Exercise tasks —
• 1. According to the experimental results text, what Avalon win rate does PNLC (Ours) achieve?
• 2. Extend the experimental results text, beginning right after its final sentence.

Document segment —
Key Experimental Results¶
Main Results¶
| Method | WebShop Score | Avalon Win Rate | Persuasion Donation | Inference Time |
|---|---|---|---|---|
| ReAct | 55.1 | 21.0% | 0.54 | 5s |
| Reflexion | 60.8 | 26.0% | 0.54 | ~15s |
| LATS (n=30) | 74.9 | 38.0% | 0.78 | ~46s |
| Agent Q (n=30) | 77.1 | — | — | ~46s |
| Online ArCHer | 62.3 | 19.0% | 0.36 | — |
| PNLC (Ours) | 78.2 | 47.0% | 0.87 | 5–6s |
Ablation Study¶
| Configuration | WebShop | Avalon | Persuasion |
|---|---|---|---|
| PNLC (full) | 78.2 | 47.0% | 0.87 |
| w/o goal conditioning (scalar value only) | 55.4 | 25.0% | 0.53 |
| w/o refinement step | 55.6 | 28.0% | 0.61 |
| ReAct+Replan (LLM self-evaluation) | 59.1 | 22.0% | 0.62 |
Key Findings¶
- PNLC achieves SOTA across all three diverse tasks with only 5–6s inference time, approximately 8× faster than LATS (n=30).

Data records —
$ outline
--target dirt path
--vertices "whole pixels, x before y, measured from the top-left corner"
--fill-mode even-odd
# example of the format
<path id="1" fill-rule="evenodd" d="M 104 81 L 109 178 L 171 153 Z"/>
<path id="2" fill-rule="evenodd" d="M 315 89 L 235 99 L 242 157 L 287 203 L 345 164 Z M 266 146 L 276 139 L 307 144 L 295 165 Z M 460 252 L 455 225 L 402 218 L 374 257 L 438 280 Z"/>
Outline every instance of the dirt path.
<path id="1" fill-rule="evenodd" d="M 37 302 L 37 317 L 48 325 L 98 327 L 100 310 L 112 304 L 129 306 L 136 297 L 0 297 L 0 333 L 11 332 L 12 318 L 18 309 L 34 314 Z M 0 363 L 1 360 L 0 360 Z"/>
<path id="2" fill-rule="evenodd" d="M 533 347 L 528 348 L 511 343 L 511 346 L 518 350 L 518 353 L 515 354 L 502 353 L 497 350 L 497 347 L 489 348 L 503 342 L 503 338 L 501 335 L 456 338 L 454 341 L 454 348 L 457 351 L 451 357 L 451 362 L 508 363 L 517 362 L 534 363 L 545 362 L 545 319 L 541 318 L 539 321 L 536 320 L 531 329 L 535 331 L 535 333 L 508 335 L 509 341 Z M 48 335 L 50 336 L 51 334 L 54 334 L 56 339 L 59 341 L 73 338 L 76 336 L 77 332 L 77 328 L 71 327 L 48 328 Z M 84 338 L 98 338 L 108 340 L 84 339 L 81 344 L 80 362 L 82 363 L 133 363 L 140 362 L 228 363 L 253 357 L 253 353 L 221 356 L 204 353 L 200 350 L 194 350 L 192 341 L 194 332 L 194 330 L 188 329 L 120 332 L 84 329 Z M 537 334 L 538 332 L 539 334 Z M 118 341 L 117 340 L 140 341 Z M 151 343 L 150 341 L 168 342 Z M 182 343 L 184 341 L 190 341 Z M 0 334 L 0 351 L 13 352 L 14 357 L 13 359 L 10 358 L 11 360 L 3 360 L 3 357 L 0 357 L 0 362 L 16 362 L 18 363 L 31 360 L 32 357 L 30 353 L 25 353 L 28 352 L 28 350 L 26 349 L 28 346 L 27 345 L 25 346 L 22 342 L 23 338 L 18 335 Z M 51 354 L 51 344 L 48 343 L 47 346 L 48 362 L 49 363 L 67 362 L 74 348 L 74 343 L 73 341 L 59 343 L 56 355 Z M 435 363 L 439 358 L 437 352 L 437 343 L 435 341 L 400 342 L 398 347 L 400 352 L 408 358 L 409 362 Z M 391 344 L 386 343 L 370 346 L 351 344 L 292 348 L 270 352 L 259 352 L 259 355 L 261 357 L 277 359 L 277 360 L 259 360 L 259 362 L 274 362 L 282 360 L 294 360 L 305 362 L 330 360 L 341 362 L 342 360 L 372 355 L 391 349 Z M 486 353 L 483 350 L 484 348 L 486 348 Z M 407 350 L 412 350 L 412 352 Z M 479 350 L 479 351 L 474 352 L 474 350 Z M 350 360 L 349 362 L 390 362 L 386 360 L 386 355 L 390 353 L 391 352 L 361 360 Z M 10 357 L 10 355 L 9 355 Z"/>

Expected results —
• 1. 47.0%

• 2.
- Goal conditioning is critical: removing it reduces performance to be indistinguishable from ReAct (55.4 vs. 55.1), demonstrating that multi-dimensional goal feedback is essential.
- Offline learning outperforms LLM intuition: allowing the LLM to self-assess goal probabilities (ReAct+Replan) yields substantially lower performance than the data-driven critic (59.1 vs. 78.2), confirming that LLMs are overly optimistic about goal reachability in long-horizon tasks.
- RL fine-tuning performs worst: Online ArCHer, which fine-tunes a smaller model, underperforms all other methods.
Highlights & Insights¶
- "Train the critic, not the policy" paradigm: This elegantly circumvents the limitation of non-fine-tunable API models by shifting the learning burden to a lightweight module, offering substantial practical deployment value.
- Abstraction at the thought level: Learning the value function at the level of thoughts (high-level strategic intentions) rather than actions (raw text) substantially reduces decision-space complexity.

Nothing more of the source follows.